* **TEXT SHOWN**:
....................
Version 2.0 also introduces a High-speed bus mode for both SDSC and SDHC cards, which doubles the original Standard Speed clock to produce 25 MB/s.
SDHC host devices are required to accept older SD cards. However, older host devices do not recognize SDHC or SDXC memory cards, although some devices can do so through a firmware upgrade.[better source needed] Older Windows operating systems released before Windows 7 require patches or service packs to support access to SDHC cards.
The Secure Digital eXtended Capacity (SDXC) format, announced in January 2009 and defined in version 3.01 of the SD specification, supports cards up to 2 TB, compared to a limit of 32 GB for SDHC cards in the SD 2.0 specification. SDXC adopts Microsoft's exFAT file system as a mandatory feature.
Version 3.01 also introduced the Ultra High Speed (UHS) bus for both SDHC and SDXC cards, with interface speeds from 50 MB/s to 104 MB/s for four-bit UHS-I bus. (this number has since been exceeded with SanDisk proprietary technology for 170 MB/s read, which is not proprietary anymore, as Lexar has the 1066x running at 160 MB/s read and 120 MB/s write via UHS 1, and Kingston also has their Canvas Go! Plus, also running at 170 MB/s).
Version 4.0, introduced in June 2011, allows speeds of 156 MB/s to 312 MB/s over the four-lane (two differential lanes) UHS-II bus, which requires an additional row of physical pins.
Version 5.0 was announced in February 2016 at CP+ 2016, and added "Video Speed Class" ratings for UHS cards to handle higher resolution video formats like 8K. The new ratings define a minimal write speed of 90 MB/s.
The Secure Digital Ultra Capacity (SDUC) format, described in the SD 7.0 specification, and announced in June 2018, supports cards up to 128 TB and offers speeds up to 985 MB/s, regardless of form factor, either micro or full size, or interface type including UHS-I, UHS-II, UHS-III or SD Express. The SD Express interface can also be used with SDHC and SDXC cards.
Main article: exFAT
SDXC and SDUC cards are normally formatted using the exFAT file system, thereby limiting their use to a limited set of operating systems. Therefore, exFAT-formatted SDXC cards are not a 100% universally readable exchange medium.
Windows Vista (SP1) and later and OS X (10.6.5 and later) have native support for exFAT. (Windows XP and Server 2003 can support exFAT via an optional update from Microsoft.) Most BSD and Linux distributions did not, for legal reasons; though in Linux kernel 5.4 Microsoft open-sourced the spec and allowed the inclusion of an exFAT driver. Users of older kernels or BSD can manually install third-party implementations of exFAT (as a FUSE module) in order to be able to mount exFAT-formatted volumes. However, SDXC cards can be reformatted to use any file system (such as ext4, UFS, or VFAT), alleviating the restrictions associated with exFAT availability.
....................
* **DATA EXTRACT**:

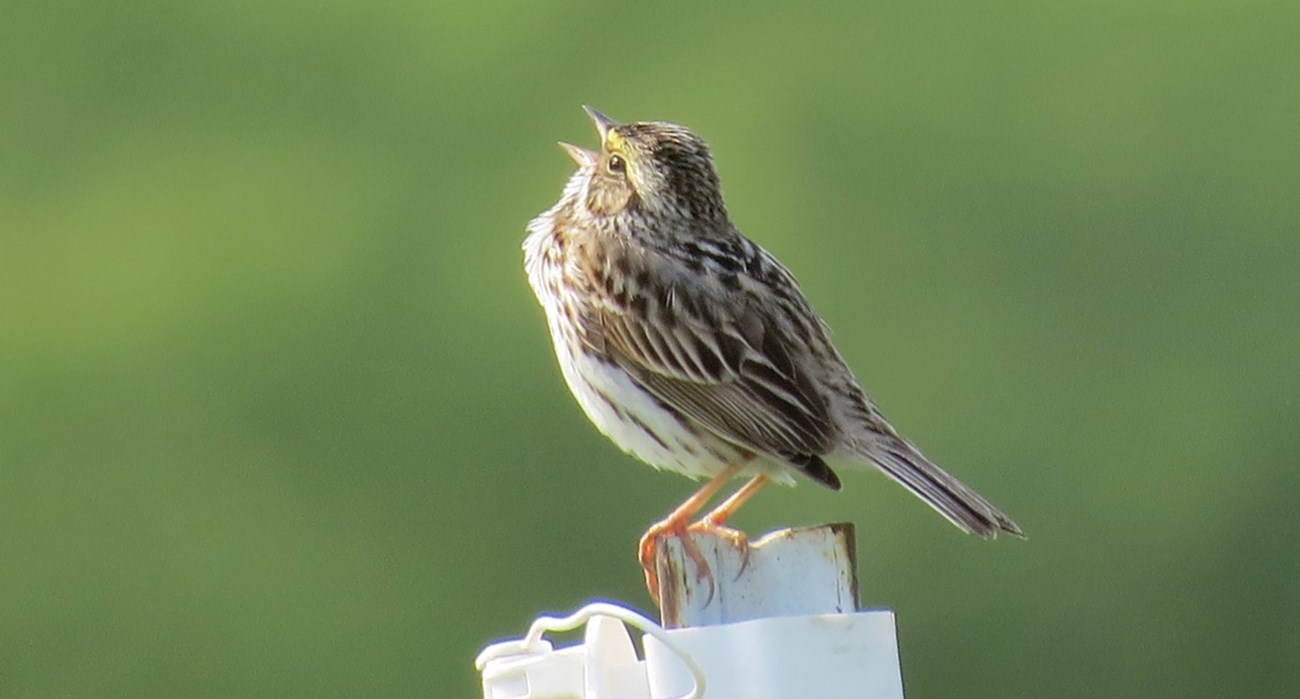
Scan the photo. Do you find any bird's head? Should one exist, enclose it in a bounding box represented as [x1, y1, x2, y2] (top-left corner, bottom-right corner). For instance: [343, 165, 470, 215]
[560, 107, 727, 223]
....................
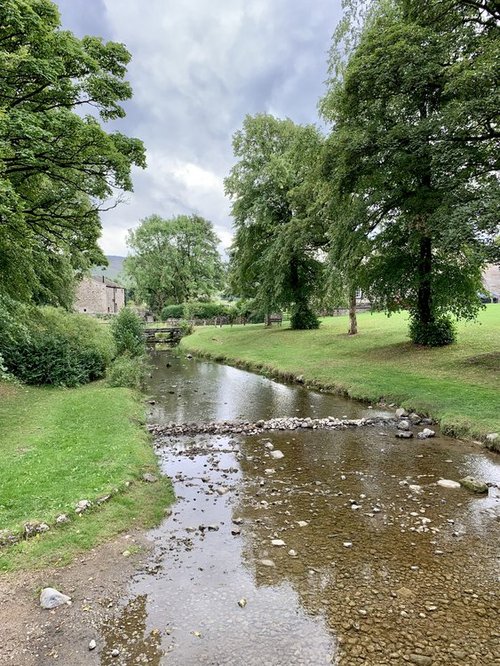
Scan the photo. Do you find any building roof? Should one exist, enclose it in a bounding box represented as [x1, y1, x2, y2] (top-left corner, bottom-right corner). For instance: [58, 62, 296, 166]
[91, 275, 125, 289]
....................
* **EXERCISE REQUIREMENTS**:
a: In the SD card text, what is the maximum card capacity supported by the SDUC format?
b: Please carry on the SD card text from the point where it stops.

* **RESPONSES TO THE TASKS**:
a: 128 TB

b:
Except for the change of file system, SDXC cards are mostly backward compatible with SDHC readers, and many SDHC host devices can use SDXC cards if they are first reformatted to the FAT32 file system.
Nevertheless, in order to be fully compliant with the SDXC card specification, some SDXC-capable host devices are firmware-programmed to expect exFAT[clarification needed] on cards larger than 32 GB.[dubious ] Consequently, they may not accept SDXC cards reformatted as FAT32, even if the device supports FAT32 on smaller cards (for SDHC compatibility). Therefore, even if a file system is supported in general, it is not always possible to use alternative file systems on SDXC cards at all depending on how strictly the SDXC card specification has been implemented in the host device. This bears a risk of accidental loss of data, as a host device may treat a card with an unrecognized file system as blank or damaged and reformat the card.
The SD Association provides a formatting utility for Windows and Mac OS X that checks and formats SD, SDHC, SDXC, and SDUC cards.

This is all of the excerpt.